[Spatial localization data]
----

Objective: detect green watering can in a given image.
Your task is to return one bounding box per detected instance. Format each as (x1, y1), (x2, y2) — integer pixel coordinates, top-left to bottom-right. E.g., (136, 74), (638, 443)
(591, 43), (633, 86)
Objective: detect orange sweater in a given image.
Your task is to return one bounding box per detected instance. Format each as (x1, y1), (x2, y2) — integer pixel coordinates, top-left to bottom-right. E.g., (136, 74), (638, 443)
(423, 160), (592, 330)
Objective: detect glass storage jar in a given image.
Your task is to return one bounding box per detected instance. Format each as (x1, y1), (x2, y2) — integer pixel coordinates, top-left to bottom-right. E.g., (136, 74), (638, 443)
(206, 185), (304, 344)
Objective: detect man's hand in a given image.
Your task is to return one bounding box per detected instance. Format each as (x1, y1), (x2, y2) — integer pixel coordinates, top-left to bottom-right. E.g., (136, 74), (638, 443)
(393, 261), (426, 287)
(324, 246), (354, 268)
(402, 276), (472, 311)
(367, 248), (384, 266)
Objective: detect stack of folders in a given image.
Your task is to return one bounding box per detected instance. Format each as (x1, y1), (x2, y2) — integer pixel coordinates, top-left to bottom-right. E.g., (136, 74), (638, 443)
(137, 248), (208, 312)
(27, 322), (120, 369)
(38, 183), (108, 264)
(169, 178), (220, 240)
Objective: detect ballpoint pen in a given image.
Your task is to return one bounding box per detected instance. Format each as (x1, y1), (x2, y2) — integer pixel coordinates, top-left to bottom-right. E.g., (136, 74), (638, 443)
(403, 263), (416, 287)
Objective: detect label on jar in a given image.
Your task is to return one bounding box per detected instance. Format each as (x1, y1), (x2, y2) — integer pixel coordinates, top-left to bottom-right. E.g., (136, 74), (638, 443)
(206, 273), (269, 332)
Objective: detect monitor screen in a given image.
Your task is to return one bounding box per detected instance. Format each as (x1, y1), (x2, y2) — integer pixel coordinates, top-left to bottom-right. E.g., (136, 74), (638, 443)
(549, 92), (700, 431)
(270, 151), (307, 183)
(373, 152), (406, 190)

----

**WHAT THE TASK ASKS:** Print out every record again, exactly and in full.

**EXERCISE ANSWER:**
Objective: detect green watering can in a given image.
Your task is to return one bounding box per detected instance. Format each as (x1, y1), (x2, y2) — integer pixel coordinates, top-left to bottom-right. E.g., (136, 74), (638, 443)
(591, 43), (633, 86)
Objective: detect orange sweater in a given image.
Your task is to return one bounding box per detected instance. Format each as (x1, y1), (x2, y2) — integer pixel coordinates, top-left to bottom-right. E.g., (136, 74), (638, 443)
(423, 160), (592, 330)
Objective: detect glass storage jar in a given image.
Your task is to return one bounding box per detected instance. Format each as (x1, y1), (x2, y2) — integer pixel coordinates, top-left to bottom-right. E.g., (136, 74), (638, 443)
(206, 185), (304, 344)
Objective: detect man's hand in a given image.
Your task is to return one bounding box per detected instance. Format each as (x1, y1), (x2, y2) — integer pixel coordinates, top-left to bottom-right. E.g., (136, 74), (638, 443)
(393, 261), (426, 287)
(324, 246), (354, 268)
(402, 276), (472, 311)
(367, 248), (384, 266)
Objective: detect stack of folders in a given image.
Your task is to return one bounding box per detected instance. Format each as (x1, y1), (x2, y2) — integer pixel coordinates, top-left to bottom-right. E.g., (136, 74), (638, 443)
(137, 248), (208, 312)
(27, 322), (120, 369)
(38, 183), (108, 264)
(169, 178), (220, 240)
Objective: detect ballpoint pen in a given image.
Your task is to return one bounding box per detected instance. Format each as (x1, y1), (x2, y2) — integer pixel coordinates, top-left to bottom-right. E.g., (136, 74), (638, 443)
(403, 263), (416, 287)
Objective: detect label on jar in a given image.
Your task is to return one bounding box per detected instance. Format each as (x1, y1), (x2, y2) — integer pixel coordinates, top-left to bottom-right. E.g., (136, 74), (638, 443)
(206, 273), (269, 332)
Objective: detect monitor screen in a given image.
Your task is to return one bounding box per detected instance. Format each as (x1, y1), (x2, y2) — integer pixel coordinates, top-left to bottom-right. E.g., (136, 74), (638, 443)
(549, 92), (700, 431)
(270, 151), (307, 183)
(373, 152), (406, 190)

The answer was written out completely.